### ARTÍCULO ###

Inmediatamente, el padre repite la información: “-Empecé a escribir en yidish,
porque beleiz breira, es decir, no tenía otra alternativa. Si no tenía
nada que bendecir, porque no había ni pan para comer, comencé a comer en ydish”
(1997:124). No se trata aquí de vender comida porque se carece de lengua sino
ya de comer en la propia lengua o, mejor dicho, de comer la propia lengua.
Lo
que vuelve particularmente sugestivo a este fragmento es la literalidad de la
imagen, que liga indisociablemente desde el propio cuerpo cultural del judaísmo
-la máxima en idisch que el padre recuerdaa- la escritura con el cuerpo. Por más
asociaciones metafóricas que las afirmaciones de padre e hija evoquen, aquí se
enuncia que se come en una lengua, lo que en el caso de un un escritor
significa que se come una escritura.[6]
Quiero decir que, tal como en la lectura que ella hace de los Naufragios
de Alvar Núñez, en la biografía del padre, la escritura pasa por el cuerpo,
inscribiéndose alrededor de la boca y de los dientes que mastican el pan y la
lengua.

###

== TAREAS POR HACER ==
- a) Indica si cada afirmación coincide con el artículo sobre el yidish, con un sí o un no y las palabras del texto que lo deciden, citadas tal cual. (i) El padre empezó a escribir en yidish porque no tenía otra alternativa. (ii) Según el artículo, aquí se trata de vender comida porque se carece de lengua. (iii) En la biografía del padre, la escritura pasa por el cuerpo.
- b) Sigue escribiendo el artículo sobre el yidish a partir de su última oración.

### FILAS DE DATOS ###

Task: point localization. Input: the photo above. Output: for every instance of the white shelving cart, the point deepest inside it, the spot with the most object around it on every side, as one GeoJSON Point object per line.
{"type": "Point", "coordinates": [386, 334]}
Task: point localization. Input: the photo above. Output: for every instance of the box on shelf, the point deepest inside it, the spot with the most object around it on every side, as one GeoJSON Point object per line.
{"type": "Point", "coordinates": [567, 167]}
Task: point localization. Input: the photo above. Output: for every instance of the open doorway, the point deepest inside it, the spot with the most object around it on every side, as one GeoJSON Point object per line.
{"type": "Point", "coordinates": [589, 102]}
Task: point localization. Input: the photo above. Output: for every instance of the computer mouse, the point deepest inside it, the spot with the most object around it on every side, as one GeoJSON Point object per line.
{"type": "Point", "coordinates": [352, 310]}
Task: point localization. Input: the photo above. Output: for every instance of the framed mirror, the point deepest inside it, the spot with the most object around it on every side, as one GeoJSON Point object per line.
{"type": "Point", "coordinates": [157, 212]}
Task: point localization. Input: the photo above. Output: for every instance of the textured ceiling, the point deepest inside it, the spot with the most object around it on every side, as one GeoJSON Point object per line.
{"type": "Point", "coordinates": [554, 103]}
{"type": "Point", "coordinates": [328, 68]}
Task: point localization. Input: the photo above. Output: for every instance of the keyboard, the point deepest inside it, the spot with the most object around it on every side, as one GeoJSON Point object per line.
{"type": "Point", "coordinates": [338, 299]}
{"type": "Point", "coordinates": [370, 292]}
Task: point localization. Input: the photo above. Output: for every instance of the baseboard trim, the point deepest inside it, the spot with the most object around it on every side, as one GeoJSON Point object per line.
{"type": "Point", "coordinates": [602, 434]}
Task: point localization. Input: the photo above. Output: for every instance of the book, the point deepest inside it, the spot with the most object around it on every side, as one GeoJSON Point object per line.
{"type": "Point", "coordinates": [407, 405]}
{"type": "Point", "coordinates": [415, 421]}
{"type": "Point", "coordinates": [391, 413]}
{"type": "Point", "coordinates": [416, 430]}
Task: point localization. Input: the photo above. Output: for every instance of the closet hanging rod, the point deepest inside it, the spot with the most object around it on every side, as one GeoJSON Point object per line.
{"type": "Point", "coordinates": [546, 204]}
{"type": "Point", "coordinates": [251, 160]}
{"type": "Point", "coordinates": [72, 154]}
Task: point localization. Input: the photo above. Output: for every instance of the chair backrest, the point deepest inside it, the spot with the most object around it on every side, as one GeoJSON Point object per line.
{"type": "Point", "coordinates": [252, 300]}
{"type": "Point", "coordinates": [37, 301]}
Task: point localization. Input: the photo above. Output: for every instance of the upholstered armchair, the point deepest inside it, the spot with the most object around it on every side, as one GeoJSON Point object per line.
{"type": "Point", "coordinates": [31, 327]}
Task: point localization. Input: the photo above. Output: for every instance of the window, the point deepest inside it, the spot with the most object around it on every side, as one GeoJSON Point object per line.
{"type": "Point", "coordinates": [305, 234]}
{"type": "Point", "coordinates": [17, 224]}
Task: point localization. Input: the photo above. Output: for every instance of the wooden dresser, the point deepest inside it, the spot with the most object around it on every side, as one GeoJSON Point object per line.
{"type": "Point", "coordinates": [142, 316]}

###

== RESPUESTAS ==
- a) (i) Sí: «Empecé a escribir en yidish, porque beleiz breira, es decir, no tenía otra alternativa». (ii) No: «No se trata aquí de vender comida porque se carece de lengua». (iii) Sí: «en la biografía del padre, la escritura pasa por el cuerpo».

- b)
Es verdad que la venta de comida se presenta
como una sustitución de una actividad ligada a la lengua como la enseñanza,
y que forma parte de una serie de sustituciones que la vida de inmigrante
impone, pero también es cierto que en Las genealogías la persistencia
del tema del alimento ligado al habla y a la escritura no es ni casual ni
inocente. Pienso que, en buena medida, la insistencia en esta relación excede
la singularidad de las biografías narradas y se debe al lugar que el cuerpo
ocupa en la poética de Glantz, a su obsesión declarada por fragmentos del
cuerpo que estaría en el origen de su escritura. Me refiero a los cabellos,
los pies, pero también a los dientes que comen el pan, que mastican las lenguas
y que son juguetonamente arrancados por el padre cuando oficia de dentista.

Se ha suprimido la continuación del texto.